(Data items)

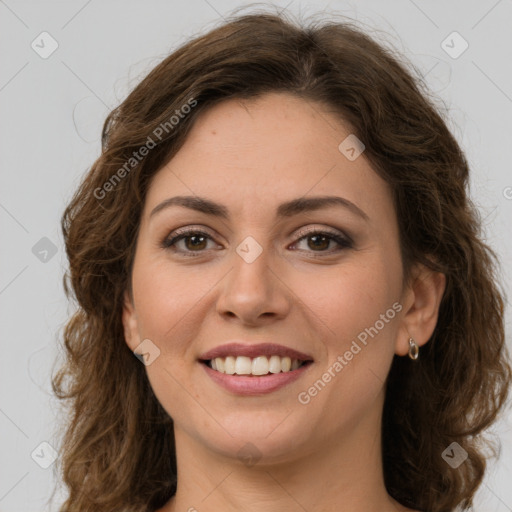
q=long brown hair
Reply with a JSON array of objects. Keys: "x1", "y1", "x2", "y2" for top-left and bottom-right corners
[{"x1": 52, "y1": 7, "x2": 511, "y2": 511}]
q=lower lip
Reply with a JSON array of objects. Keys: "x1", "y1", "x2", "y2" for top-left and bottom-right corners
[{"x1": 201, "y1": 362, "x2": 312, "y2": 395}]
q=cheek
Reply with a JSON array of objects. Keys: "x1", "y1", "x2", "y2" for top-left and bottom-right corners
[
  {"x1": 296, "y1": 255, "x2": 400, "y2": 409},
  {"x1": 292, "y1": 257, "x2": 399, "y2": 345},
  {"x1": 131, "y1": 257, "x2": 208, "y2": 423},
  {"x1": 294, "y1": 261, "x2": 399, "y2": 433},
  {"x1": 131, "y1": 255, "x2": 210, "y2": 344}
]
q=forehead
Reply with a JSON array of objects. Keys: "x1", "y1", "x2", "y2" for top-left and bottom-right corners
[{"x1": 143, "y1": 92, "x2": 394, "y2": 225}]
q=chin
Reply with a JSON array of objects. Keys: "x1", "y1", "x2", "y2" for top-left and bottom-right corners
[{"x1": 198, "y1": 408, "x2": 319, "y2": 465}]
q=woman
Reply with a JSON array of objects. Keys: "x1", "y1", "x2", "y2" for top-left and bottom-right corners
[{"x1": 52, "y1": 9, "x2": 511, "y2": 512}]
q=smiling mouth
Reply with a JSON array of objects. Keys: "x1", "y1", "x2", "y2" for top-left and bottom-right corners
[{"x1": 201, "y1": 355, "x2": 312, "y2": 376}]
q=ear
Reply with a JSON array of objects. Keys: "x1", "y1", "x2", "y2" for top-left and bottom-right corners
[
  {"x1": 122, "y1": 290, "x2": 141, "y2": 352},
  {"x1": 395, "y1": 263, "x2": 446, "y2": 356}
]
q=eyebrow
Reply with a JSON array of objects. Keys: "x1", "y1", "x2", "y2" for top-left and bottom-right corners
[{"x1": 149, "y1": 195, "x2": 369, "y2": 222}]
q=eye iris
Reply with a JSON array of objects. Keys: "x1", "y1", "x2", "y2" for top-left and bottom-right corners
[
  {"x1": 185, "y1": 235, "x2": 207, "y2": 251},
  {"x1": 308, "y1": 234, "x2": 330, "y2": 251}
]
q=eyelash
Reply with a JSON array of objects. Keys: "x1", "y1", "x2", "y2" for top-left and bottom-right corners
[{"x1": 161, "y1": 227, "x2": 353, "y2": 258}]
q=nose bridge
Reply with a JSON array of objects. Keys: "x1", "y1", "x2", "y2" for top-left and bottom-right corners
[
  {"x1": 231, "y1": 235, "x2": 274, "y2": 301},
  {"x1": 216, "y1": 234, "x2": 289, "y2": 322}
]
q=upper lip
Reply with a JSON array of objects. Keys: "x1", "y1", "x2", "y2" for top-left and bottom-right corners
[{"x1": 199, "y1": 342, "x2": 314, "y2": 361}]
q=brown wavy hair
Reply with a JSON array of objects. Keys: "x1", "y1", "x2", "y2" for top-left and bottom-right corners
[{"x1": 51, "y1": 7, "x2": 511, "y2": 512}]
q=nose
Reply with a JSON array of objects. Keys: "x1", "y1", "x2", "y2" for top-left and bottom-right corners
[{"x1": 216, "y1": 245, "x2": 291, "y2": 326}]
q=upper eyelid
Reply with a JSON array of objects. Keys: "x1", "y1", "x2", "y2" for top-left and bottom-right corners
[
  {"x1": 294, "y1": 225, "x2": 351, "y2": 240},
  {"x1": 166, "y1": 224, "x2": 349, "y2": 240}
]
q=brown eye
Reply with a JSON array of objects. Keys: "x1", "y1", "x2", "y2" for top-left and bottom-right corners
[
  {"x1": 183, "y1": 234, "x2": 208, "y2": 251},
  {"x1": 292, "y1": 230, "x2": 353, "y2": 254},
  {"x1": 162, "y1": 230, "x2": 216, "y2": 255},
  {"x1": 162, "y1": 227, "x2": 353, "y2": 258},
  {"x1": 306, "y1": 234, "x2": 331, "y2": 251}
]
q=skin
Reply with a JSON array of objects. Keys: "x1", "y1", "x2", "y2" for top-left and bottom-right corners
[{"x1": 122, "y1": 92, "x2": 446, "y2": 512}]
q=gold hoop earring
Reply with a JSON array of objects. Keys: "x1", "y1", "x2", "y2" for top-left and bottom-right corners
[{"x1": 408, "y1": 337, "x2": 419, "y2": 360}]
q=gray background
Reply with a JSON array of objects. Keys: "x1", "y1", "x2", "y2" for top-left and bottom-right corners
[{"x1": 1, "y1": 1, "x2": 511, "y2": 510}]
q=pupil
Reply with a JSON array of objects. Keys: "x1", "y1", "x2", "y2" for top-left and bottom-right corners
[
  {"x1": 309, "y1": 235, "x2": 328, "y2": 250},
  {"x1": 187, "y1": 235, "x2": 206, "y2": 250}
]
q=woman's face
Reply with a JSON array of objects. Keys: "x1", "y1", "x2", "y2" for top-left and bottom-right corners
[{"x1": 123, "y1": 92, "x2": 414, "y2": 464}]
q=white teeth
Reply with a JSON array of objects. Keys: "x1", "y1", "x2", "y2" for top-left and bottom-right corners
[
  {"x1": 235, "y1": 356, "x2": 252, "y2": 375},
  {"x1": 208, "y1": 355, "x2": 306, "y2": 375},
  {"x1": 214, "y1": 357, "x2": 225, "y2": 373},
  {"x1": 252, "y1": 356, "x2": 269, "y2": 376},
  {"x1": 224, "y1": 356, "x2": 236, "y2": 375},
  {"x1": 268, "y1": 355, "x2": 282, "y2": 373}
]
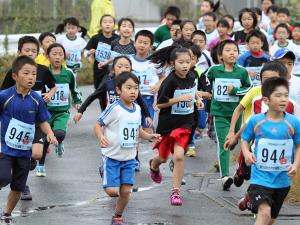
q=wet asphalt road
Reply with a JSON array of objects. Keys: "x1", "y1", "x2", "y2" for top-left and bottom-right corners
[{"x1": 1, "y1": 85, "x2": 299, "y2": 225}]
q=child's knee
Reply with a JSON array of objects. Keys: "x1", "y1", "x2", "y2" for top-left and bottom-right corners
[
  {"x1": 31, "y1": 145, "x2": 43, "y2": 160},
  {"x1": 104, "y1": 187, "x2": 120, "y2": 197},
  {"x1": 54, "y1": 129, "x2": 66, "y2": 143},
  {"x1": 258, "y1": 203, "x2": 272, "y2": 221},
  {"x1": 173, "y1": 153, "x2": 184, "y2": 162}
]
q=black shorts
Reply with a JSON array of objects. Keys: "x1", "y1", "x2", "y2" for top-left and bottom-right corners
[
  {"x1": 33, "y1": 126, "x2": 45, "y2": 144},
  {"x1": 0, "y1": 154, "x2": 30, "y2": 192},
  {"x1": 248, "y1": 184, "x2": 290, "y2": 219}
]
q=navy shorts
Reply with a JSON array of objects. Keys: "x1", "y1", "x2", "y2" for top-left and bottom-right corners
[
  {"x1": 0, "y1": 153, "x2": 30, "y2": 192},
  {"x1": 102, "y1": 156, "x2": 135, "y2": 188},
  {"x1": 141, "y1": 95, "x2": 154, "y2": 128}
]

**YOUR ASSIGNMENT:** Output the number of lines above holding the word "brown", and nothing besides it.

**SOLUTION FOR THIS PROBLEM:** 3